#### Data shown

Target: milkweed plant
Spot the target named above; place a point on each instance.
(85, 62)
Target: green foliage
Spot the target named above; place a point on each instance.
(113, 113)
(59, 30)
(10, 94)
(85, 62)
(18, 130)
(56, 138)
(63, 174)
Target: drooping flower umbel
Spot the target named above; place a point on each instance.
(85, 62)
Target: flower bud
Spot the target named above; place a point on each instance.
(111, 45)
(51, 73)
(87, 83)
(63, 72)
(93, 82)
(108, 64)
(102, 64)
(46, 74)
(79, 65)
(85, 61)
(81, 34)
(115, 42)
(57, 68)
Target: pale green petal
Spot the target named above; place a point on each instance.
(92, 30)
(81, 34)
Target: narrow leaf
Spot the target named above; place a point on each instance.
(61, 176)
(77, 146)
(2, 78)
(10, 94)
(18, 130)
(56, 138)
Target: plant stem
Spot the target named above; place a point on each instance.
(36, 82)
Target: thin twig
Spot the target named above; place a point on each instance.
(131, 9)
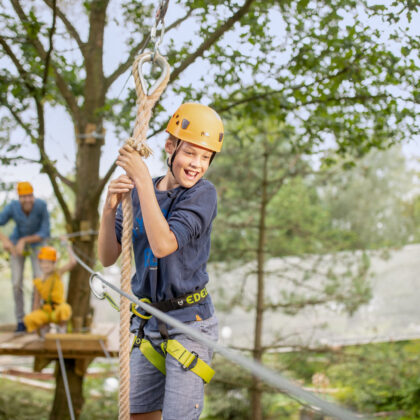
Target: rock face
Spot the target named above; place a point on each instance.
(393, 312)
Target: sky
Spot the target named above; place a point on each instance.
(60, 137)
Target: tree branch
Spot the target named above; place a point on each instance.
(212, 39)
(70, 28)
(104, 180)
(66, 92)
(50, 48)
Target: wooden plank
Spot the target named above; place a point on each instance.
(75, 346)
(75, 341)
(41, 362)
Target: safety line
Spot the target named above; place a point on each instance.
(256, 368)
(64, 375)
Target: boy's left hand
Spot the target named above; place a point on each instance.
(133, 164)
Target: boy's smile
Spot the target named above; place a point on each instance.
(190, 163)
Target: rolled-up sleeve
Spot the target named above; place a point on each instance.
(194, 213)
(118, 223)
(44, 229)
(6, 214)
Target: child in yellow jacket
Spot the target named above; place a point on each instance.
(49, 300)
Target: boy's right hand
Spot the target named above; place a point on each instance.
(116, 189)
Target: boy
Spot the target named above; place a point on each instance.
(32, 227)
(172, 218)
(49, 301)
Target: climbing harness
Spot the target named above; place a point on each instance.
(188, 360)
(257, 369)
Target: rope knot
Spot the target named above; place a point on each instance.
(141, 147)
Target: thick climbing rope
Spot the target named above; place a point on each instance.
(267, 375)
(145, 103)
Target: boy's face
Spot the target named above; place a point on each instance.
(27, 202)
(191, 162)
(47, 267)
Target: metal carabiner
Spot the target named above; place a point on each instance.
(97, 287)
(159, 17)
(162, 63)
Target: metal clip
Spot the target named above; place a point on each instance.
(97, 287)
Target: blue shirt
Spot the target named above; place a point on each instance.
(37, 222)
(191, 215)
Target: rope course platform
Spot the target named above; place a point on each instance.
(101, 341)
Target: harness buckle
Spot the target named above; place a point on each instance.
(193, 363)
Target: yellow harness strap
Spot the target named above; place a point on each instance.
(189, 360)
(152, 355)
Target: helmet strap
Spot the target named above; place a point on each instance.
(170, 160)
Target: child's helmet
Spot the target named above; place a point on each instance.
(47, 253)
(197, 124)
(24, 188)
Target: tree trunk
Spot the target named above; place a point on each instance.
(256, 393)
(87, 200)
(60, 408)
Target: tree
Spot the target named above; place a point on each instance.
(314, 72)
(266, 211)
(369, 200)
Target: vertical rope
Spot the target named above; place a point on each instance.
(145, 105)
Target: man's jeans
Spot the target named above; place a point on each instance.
(17, 263)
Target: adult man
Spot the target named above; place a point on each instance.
(32, 228)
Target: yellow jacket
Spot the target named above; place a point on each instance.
(51, 290)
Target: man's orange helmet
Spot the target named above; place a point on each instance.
(47, 253)
(197, 124)
(24, 188)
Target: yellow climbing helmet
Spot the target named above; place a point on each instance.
(47, 253)
(24, 188)
(197, 124)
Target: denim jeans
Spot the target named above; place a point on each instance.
(179, 394)
(17, 264)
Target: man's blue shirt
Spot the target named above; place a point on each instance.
(190, 219)
(37, 222)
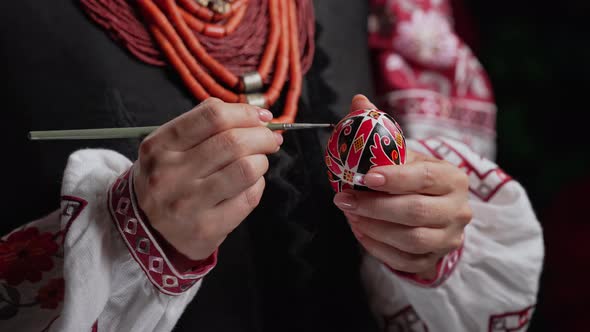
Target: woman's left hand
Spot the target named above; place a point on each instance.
(415, 215)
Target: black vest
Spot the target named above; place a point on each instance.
(293, 265)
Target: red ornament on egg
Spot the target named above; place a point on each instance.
(362, 140)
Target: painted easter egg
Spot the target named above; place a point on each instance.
(362, 140)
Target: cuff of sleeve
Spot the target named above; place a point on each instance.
(169, 271)
(444, 269)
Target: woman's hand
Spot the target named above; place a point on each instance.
(200, 175)
(415, 215)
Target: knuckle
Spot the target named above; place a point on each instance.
(402, 264)
(252, 197)
(455, 243)
(462, 180)
(210, 100)
(155, 180)
(248, 171)
(269, 136)
(419, 241)
(250, 112)
(178, 206)
(418, 210)
(213, 115)
(231, 141)
(465, 214)
(429, 177)
(147, 148)
(204, 231)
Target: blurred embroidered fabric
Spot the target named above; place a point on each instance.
(427, 77)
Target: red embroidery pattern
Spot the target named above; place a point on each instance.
(411, 105)
(142, 245)
(406, 320)
(485, 177)
(517, 321)
(428, 78)
(25, 255)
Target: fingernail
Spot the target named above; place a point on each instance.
(360, 96)
(374, 179)
(356, 233)
(265, 115)
(278, 137)
(345, 201)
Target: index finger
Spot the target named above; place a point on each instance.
(431, 177)
(360, 102)
(206, 120)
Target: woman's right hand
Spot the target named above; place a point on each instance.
(200, 175)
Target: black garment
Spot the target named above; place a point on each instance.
(293, 264)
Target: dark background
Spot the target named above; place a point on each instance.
(537, 55)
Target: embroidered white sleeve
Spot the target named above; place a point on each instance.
(494, 285)
(109, 283)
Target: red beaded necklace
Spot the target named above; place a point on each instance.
(238, 51)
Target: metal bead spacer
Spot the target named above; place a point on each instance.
(252, 81)
(220, 6)
(256, 99)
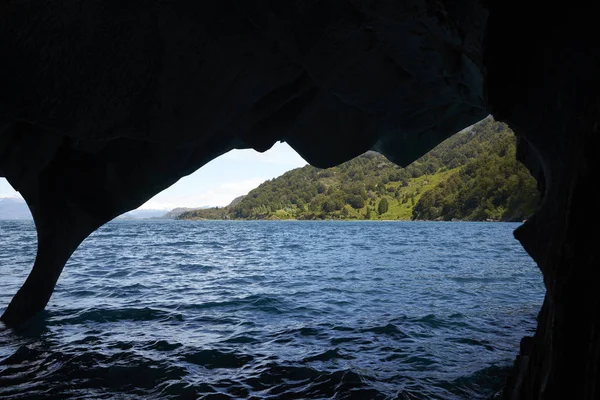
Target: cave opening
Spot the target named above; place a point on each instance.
(313, 308)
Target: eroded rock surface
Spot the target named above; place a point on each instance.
(105, 103)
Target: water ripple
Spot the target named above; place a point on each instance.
(272, 310)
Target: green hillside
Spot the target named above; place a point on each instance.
(471, 176)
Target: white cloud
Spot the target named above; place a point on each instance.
(219, 196)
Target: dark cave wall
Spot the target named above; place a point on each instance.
(542, 78)
(109, 102)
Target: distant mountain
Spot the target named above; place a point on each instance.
(14, 208)
(174, 213)
(143, 214)
(471, 176)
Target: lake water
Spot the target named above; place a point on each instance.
(273, 310)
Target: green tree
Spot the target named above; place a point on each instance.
(383, 206)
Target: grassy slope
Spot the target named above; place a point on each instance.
(447, 174)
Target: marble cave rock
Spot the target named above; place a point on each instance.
(104, 103)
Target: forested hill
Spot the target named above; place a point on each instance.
(471, 176)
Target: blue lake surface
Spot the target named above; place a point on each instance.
(272, 310)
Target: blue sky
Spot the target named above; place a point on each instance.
(220, 181)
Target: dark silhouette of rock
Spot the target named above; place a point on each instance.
(105, 103)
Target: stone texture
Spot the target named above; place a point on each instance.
(105, 103)
(543, 80)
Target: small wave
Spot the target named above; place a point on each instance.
(389, 329)
(217, 359)
(113, 315)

########

## Assignment
The lines from the top of the data above through the one holding "Target: rock face" are to be repeated exactly, and only those, with no pictures.

## Answer
Target: milkweed plant
Spot the target named above; place a point on each instance.
(85, 62)
Target: green foliage
Spot the target named above; place a point on each instance.
(113, 113)
(59, 30)
(10, 94)
(85, 62)
(18, 130)
(56, 138)
(63, 174)
Target: drooping flower umbel
Spot the target named above; place a point on each instance.
(85, 62)
Target: flower bud
Spot the target named above; place a point on each instance.
(111, 45)
(51, 73)
(87, 83)
(63, 72)
(93, 82)
(108, 64)
(102, 64)
(46, 74)
(79, 65)
(85, 61)
(81, 34)
(115, 42)
(57, 68)
Target: pale green petal
Spot the target named above; place a point on each instance.
(92, 30)
(81, 34)
Target: narrow leaf
Spot the target named above; place a point on each instance.
(61, 176)
(77, 146)
(2, 78)
(10, 94)
(18, 130)
(56, 138)
Target: plant stem
Spot the target named above; place a point on each instance.
(36, 82)
Target: thin twig
Spot the target named above; place a point on each instance.
(131, 9)
Target: rock face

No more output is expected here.